EXERCISE REQUIREMENTS:
Write out every one of the entries below, reproducing each line word for word.

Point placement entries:
* BEGIN *

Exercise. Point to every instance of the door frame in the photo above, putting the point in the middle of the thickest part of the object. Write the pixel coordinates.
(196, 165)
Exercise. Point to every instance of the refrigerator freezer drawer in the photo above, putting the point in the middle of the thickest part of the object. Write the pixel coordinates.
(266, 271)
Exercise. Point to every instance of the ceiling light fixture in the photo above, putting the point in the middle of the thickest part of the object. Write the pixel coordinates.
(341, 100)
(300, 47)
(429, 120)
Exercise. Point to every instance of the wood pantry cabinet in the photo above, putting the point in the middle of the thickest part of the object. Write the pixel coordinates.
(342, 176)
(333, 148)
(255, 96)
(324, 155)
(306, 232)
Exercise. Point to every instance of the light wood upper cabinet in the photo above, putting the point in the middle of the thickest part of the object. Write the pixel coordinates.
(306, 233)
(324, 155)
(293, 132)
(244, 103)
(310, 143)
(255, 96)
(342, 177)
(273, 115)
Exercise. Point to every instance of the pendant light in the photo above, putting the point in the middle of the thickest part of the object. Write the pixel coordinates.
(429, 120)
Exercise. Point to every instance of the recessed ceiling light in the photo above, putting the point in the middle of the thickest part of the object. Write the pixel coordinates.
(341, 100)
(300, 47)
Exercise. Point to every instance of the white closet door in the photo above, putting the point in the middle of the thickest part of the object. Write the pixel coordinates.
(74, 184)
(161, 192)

* END *

EXERCISE ANSWER:
Exercise. Point to every instance of the door frame in the photo above, putting the point in the middle of the thickest part of the object. Write the pixel coordinates.
(196, 165)
Exercise. Point to every instance of the refrigerator freezer drawer in the photo above, putting the point in the middle of the thickest part of the object. Write the pixel coordinates.
(266, 271)
Exercise. Point to every instance of the ceiling light fixture in the photo above, putting the point in the middle of the thickest part of the object. Write the pixel coordinates.
(341, 100)
(300, 47)
(429, 120)
Exercise. Point to every instance of the wood pantry cabinet in the photo above, putting the point in the middle of the thickest part of the object. Write the pixel coordinates.
(342, 176)
(333, 148)
(255, 96)
(324, 155)
(306, 232)
Exercise. Point to every instance of the light wood upper cabinet in the photo above, putting the point in the middle of the thickest part of the object. Write the pixel coordinates.
(306, 233)
(324, 155)
(293, 132)
(244, 103)
(310, 143)
(255, 96)
(342, 177)
(273, 115)
Exercise. Point to every instance of the pendant light in the photo above, putting the point in the middle of the thickest part of the object. Write the pixel coordinates.
(429, 120)
Exercise. Point to every instance of the recessed ceiling light in the photo above, putting the point in the middle of the thickest part of the object. Write the pixel coordinates.
(341, 100)
(300, 47)
Exercise. Point to every instance of the white closet door in the photo above, putting the point in the middle of the thickest part of the object. Write the pixel coordinates.
(74, 184)
(161, 192)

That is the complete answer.